TEXT EXCERPT ::

This current economic system which creates such inequalities cannot endure because it is unjust. It is powerful. It is very powerful, but it is not a god, and we serve a God who cannot be mocked. So since you have already lost, since you’ve already lost, I invite you today to come and join the winning side!
The Church – particularly established Church – has to make its mind up on where it stands on the big issue of the day: Economic justice. Does it seek to avoid to ‘take sides’, or does it seek to remain true to the Gospel?
It has been interesting to follow the contortions St Paul’s has gone through over the past fortnight, in order to maintain a position of ‘neutrality’ – to avoid to be seen to be ‘taking sides’ – either with business as usual or with the protestors. A classic Anglican position, but one which is increasingly unsustainable. The Church is not a version of the ‘Oxford debating society at prayer’ – it has a Gospel to uphold.
As Jim Wallis has said on many occasions, if you take poverty out of the bible it falls apart. The Bible is not neutral on injustice. It is not neutral in relation to those who lead lives of luxury whilst ignoring the plight of the hungry and destitute on their doorstep. It is not neutral on usurious moneylenders, who grind the faces of the poor.

OBJECTIVE 1 :: Extract every line of the entries that contains the string "wedding", treating uppercase and lowercase letters as distinct.
The passage on economic justice has no connection to the entries that come after it.

ROWS ::

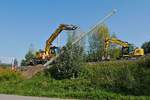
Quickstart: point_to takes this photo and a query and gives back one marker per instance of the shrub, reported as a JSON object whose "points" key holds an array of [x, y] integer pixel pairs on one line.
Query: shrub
{"points": [[8, 75], [68, 64]]}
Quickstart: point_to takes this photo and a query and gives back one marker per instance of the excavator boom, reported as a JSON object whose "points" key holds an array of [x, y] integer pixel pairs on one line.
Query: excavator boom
{"points": [[56, 33]]}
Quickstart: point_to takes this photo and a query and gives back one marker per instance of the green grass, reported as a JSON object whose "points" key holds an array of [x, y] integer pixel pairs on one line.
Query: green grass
{"points": [[124, 80]]}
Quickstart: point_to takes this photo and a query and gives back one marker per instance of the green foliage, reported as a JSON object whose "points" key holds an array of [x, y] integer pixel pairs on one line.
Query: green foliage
{"points": [[41, 85], [114, 50], [146, 47], [96, 43], [122, 76], [28, 57], [103, 80], [8, 75], [68, 63]]}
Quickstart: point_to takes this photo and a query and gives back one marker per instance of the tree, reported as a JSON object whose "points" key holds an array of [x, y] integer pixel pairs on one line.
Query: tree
{"points": [[69, 63], [28, 57], [96, 43], [146, 47], [114, 50]]}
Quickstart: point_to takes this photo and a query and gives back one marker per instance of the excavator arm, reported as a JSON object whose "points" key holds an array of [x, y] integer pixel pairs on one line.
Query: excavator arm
{"points": [[116, 41], [56, 33]]}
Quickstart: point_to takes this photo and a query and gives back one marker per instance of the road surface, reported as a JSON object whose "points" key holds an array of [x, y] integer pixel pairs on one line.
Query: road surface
{"points": [[14, 97]]}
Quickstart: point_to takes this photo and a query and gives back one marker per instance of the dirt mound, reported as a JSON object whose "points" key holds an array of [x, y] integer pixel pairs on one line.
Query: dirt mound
{"points": [[32, 70]]}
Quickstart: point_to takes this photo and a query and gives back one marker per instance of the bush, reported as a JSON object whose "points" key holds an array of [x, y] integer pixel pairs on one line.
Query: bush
{"points": [[8, 75], [68, 64], [122, 76]]}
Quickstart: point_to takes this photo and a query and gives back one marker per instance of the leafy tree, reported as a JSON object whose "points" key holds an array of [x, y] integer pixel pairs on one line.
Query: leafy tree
{"points": [[96, 43], [146, 47], [69, 63], [28, 57], [114, 50]]}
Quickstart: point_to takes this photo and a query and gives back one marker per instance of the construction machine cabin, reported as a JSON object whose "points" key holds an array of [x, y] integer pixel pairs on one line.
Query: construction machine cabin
{"points": [[42, 56]]}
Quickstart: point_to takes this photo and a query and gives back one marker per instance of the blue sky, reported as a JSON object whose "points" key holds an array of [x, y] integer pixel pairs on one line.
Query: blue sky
{"points": [[23, 22]]}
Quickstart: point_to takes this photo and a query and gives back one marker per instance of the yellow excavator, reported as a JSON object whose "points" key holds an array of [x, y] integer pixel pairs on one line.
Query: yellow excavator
{"points": [[128, 50], [50, 51]]}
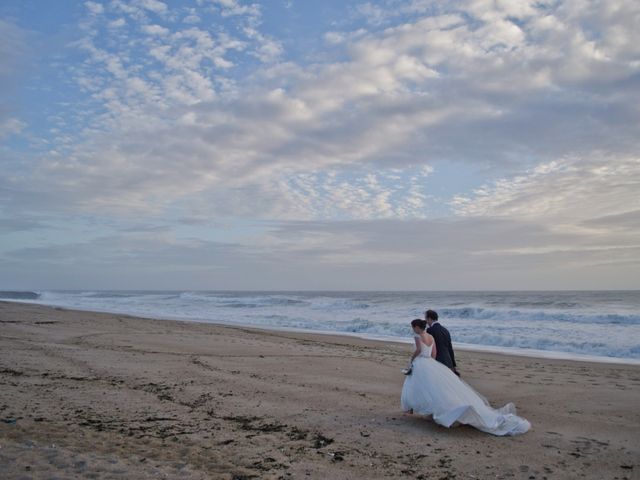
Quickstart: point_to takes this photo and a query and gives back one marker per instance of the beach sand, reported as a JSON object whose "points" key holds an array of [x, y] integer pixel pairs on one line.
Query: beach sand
{"points": [[95, 395]]}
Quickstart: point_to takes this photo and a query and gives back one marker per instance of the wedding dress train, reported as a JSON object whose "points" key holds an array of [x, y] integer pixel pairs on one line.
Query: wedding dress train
{"points": [[433, 389]]}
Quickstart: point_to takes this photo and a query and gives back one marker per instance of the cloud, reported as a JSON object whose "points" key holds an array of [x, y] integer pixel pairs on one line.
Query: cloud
{"points": [[11, 126], [566, 191], [198, 124]]}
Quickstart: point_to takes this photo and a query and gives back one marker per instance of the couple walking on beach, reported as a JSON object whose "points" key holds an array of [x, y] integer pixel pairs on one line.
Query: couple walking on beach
{"points": [[433, 387]]}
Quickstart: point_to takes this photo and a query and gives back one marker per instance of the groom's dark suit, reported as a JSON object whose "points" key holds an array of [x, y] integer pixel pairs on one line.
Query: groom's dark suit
{"points": [[444, 353]]}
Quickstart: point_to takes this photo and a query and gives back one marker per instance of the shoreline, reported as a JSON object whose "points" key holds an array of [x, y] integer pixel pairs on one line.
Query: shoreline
{"points": [[99, 395], [507, 351]]}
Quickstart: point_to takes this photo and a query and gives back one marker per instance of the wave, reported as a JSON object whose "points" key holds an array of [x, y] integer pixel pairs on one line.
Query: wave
{"points": [[479, 313], [568, 322], [26, 295]]}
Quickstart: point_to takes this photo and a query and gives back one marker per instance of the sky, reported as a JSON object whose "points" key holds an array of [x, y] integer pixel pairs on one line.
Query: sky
{"points": [[334, 145]]}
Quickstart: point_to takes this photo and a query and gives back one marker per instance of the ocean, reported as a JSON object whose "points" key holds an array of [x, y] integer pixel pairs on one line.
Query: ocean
{"points": [[604, 325]]}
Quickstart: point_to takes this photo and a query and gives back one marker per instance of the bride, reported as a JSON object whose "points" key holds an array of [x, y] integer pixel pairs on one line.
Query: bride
{"points": [[432, 389]]}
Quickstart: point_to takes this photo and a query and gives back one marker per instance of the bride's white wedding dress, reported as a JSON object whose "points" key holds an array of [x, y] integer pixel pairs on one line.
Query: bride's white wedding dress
{"points": [[433, 389]]}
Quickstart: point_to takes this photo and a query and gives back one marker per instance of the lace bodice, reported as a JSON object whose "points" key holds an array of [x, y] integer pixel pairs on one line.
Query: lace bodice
{"points": [[425, 350]]}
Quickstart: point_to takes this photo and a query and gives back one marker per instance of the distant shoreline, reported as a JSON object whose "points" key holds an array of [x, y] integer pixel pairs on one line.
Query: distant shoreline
{"points": [[505, 351]]}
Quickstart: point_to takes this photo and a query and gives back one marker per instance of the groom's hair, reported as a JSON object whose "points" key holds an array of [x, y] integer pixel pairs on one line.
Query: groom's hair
{"points": [[431, 315]]}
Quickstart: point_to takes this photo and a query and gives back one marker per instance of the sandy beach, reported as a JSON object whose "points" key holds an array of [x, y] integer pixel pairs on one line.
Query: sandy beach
{"points": [[95, 395]]}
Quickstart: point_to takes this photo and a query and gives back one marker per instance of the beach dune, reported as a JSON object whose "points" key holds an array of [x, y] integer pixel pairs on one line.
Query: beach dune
{"points": [[96, 395]]}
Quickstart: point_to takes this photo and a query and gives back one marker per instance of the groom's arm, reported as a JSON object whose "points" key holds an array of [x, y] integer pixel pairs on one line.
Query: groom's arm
{"points": [[450, 348]]}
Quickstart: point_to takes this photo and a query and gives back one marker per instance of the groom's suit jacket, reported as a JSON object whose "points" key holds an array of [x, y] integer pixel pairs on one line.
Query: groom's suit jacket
{"points": [[444, 353]]}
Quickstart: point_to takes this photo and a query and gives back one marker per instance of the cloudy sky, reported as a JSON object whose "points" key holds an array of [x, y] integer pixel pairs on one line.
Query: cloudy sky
{"points": [[227, 144]]}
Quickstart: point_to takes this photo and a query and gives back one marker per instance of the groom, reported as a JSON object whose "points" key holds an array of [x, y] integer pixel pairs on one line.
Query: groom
{"points": [[444, 350]]}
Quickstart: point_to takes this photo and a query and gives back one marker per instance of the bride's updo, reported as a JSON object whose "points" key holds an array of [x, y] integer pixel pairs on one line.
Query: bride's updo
{"points": [[418, 322]]}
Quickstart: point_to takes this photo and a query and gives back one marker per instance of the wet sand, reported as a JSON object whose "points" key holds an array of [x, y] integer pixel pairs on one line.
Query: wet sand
{"points": [[95, 395]]}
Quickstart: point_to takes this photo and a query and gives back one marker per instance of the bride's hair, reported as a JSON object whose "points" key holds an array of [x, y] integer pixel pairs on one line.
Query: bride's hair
{"points": [[418, 322]]}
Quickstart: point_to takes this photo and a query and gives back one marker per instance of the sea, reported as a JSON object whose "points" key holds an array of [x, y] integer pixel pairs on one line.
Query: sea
{"points": [[595, 325]]}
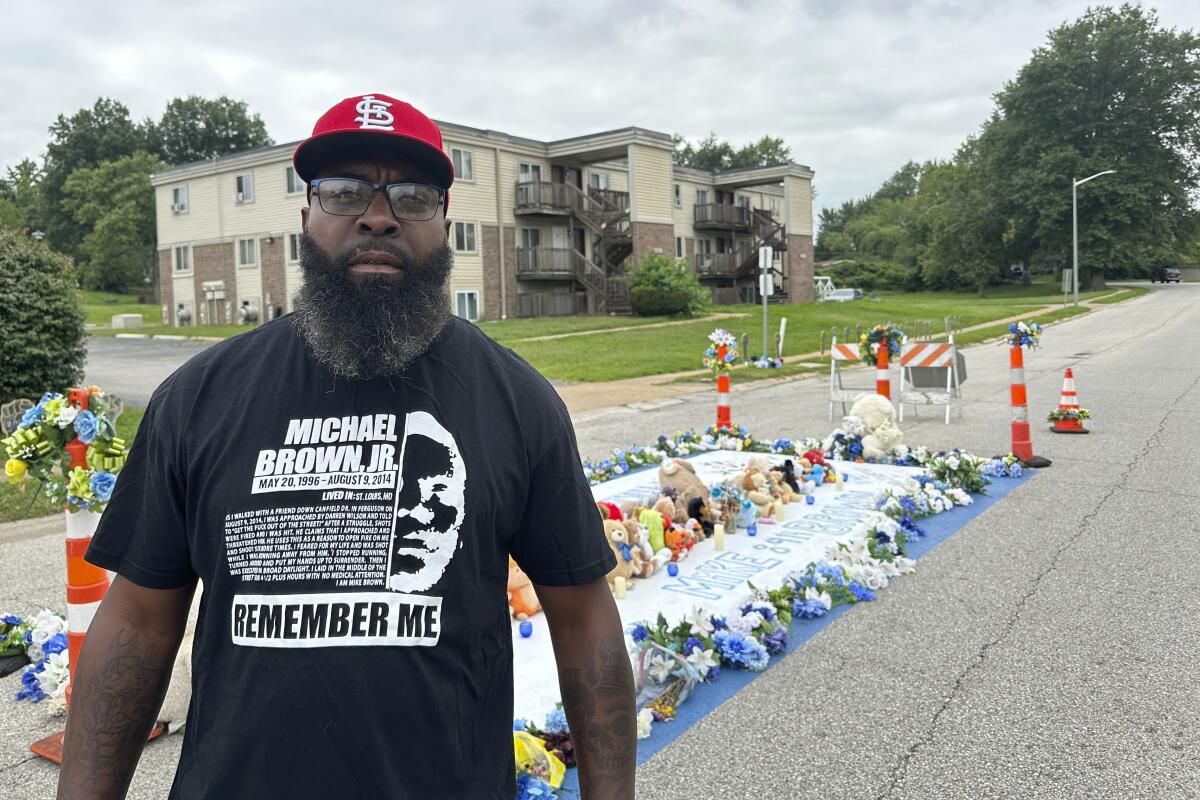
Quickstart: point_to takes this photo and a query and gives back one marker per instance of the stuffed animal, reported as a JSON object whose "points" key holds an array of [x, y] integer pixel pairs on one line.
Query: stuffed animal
{"points": [[629, 560], [879, 417], [522, 599], [679, 475], [700, 511]]}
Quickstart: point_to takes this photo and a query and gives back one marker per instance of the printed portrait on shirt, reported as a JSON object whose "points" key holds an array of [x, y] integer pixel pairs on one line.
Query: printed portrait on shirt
{"points": [[430, 505]]}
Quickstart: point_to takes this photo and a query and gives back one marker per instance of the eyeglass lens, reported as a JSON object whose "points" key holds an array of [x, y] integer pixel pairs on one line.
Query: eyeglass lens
{"points": [[351, 197]]}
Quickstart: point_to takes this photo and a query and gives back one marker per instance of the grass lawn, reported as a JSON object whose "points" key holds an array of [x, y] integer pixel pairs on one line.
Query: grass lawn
{"points": [[15, 505], [100, 307]]}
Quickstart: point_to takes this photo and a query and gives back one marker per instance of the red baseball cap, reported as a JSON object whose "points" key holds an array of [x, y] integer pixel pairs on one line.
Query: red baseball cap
{"points": [[375, 120]]}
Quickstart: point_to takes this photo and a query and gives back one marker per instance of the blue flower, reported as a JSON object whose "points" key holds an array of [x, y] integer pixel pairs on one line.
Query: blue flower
{"points": [[556, 721], [861, 593], [87, 427], [57, 643], [31, 417], [102, 485], [808, 608], [533, 788]]}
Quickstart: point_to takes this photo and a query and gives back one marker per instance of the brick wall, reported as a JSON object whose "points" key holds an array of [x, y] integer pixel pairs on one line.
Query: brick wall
{"points": [[215, 263], [799, 269], [166, 287], [274, 280], [651, 235]]}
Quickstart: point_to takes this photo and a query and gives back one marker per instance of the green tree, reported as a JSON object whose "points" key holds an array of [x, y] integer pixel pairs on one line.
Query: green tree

OBJECTIVE 2 :: Reproduce verbatim the part of the passage on economic justice between "It has been" and "of the poor.", inclusive.

RESPONSE 1 ::
Quickstart: point_to takes this photo and a query and gives back one marker per instance of the wedding dress train, reported as a JSON object whose "points" key holds an array of [x, y] integer pixel pairs on one line.
Query: wedding dress train
Quickstart: point_to takes this photo and a query and gives back one marker per instance of the bride's white wedding dress, reported as a JSON object whose "points" key holds an array of [x, y] integer pixel pairs on one line.
Query: bride's white wedding dress

RESPONSE 2 ::
It has been interesting to follow the contortions St Paul’s has gone through over the past fortnight, in order to maintain a position of ‘neutrality’ – to avoid to be seen to be ‘taking sides’ – either with business as usual or with the protestors. A classic Anglican position, but one which is increasingly unsustainable. The Church is not a version of the ‘Oxford debating society at prayer’ – it has a Gospel to uphold.
As Jim Wallis has said on many occasions, if you take poverty out of the bible it falls apart. The Bible is not neutral on injustice. It is not neutral in relation to those who lead lives of luxury whilst ignoring the plight of the hungry and destitute on their doorstep. It is not neutral on usurious moneylenders, who grind the faces of the poor.